(Stored items)
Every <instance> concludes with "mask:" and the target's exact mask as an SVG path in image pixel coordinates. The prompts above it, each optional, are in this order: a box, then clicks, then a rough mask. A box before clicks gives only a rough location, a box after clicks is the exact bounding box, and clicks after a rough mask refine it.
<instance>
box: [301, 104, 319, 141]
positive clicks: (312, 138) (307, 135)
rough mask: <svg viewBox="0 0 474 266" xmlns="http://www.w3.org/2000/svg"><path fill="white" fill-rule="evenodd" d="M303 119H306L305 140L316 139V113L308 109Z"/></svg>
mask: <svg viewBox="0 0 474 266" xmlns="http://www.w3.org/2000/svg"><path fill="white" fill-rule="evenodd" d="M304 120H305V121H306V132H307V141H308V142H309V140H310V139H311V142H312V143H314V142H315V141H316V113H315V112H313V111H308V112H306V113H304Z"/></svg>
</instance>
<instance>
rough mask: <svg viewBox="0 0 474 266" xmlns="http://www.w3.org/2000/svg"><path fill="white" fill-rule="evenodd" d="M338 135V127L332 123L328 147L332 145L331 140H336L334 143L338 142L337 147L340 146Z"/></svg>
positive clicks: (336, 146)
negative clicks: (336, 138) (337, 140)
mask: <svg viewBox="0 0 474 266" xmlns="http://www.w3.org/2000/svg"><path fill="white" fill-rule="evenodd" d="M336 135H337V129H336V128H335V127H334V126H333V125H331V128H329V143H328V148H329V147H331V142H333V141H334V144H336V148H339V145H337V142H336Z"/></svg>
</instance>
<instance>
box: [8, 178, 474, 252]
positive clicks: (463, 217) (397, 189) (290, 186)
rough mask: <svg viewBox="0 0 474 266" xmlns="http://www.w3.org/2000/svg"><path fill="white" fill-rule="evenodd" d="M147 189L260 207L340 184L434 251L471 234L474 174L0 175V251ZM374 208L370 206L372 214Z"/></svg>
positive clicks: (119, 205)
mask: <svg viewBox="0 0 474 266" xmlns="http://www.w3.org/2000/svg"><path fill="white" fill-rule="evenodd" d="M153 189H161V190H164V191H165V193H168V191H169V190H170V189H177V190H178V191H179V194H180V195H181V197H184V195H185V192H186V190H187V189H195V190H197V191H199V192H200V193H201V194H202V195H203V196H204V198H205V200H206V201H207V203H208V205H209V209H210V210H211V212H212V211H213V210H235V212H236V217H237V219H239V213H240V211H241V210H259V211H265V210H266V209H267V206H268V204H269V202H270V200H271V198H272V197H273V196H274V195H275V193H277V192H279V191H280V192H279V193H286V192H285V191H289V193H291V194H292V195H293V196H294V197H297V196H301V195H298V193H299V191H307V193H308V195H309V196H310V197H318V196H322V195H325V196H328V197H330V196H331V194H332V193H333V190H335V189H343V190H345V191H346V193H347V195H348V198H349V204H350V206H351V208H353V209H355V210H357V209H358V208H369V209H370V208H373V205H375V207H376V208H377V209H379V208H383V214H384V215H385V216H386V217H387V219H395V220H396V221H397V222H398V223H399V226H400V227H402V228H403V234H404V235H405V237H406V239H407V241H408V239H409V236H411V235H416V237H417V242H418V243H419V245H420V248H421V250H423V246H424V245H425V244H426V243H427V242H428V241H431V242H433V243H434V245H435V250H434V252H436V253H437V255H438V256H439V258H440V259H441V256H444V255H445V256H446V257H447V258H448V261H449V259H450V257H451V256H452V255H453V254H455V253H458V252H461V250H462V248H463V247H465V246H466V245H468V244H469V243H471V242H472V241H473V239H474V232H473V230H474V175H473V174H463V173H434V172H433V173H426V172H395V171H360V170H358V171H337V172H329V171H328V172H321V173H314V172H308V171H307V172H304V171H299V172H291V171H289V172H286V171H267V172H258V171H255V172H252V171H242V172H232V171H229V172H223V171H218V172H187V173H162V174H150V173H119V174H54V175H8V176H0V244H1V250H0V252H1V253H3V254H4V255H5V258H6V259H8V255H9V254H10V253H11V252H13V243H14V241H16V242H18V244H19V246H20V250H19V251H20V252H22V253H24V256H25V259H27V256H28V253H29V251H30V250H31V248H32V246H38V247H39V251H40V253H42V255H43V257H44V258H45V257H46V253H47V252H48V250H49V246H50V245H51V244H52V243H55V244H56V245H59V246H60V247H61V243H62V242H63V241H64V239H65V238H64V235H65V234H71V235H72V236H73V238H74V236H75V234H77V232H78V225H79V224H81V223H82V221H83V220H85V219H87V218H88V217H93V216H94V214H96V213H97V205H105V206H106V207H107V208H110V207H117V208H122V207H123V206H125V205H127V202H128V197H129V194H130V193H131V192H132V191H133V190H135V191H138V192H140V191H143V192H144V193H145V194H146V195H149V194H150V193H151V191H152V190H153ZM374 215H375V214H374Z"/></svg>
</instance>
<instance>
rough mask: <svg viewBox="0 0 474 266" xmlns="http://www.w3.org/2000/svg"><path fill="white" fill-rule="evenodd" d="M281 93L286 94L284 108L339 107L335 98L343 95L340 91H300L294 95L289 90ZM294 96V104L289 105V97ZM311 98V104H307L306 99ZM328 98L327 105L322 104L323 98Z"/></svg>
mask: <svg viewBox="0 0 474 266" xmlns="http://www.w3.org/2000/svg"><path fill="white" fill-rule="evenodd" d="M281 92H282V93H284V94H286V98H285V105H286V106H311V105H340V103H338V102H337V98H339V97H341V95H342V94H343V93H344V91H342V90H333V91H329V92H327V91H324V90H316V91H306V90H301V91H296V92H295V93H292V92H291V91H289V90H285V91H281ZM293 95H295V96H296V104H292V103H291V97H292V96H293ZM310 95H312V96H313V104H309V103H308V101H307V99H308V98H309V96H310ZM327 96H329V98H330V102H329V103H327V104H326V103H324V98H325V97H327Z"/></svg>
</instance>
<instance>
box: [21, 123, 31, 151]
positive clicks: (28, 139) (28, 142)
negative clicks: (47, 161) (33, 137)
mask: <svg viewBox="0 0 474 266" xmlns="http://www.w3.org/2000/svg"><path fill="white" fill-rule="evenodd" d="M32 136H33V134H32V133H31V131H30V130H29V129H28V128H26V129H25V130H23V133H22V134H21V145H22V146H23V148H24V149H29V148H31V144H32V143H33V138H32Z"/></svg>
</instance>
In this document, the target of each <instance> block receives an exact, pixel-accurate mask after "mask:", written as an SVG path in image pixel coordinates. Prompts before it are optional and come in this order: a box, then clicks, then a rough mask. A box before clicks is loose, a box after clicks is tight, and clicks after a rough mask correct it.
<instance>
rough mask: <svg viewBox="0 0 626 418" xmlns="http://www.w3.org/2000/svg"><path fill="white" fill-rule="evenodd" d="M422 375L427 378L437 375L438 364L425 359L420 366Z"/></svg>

:: Work order ::
Report every line in the data above in which the word "after" appears.

:: The answer ::
Every <instance> concludes with "mask:" and the target's exact mask as an SVG path in image pixel coordinates. The prompts above it, each optional, are in this order: a box, then clicks, then a rough mask. A box before clicks gives only a rough location, a box after clicks is the exact bounding box, and clicks after a rough mask refine it.
In this document, the target of each <instance> block receives an exact, pixel-accurate mask after "mask:", written as an SVG path in image pixel coordinates. Prompts before it are optional and come in this order: a box, then clicks, then a rough mask. A box before clicks is loose, a box after clicks is tight, and clicks after a rough mask correct it.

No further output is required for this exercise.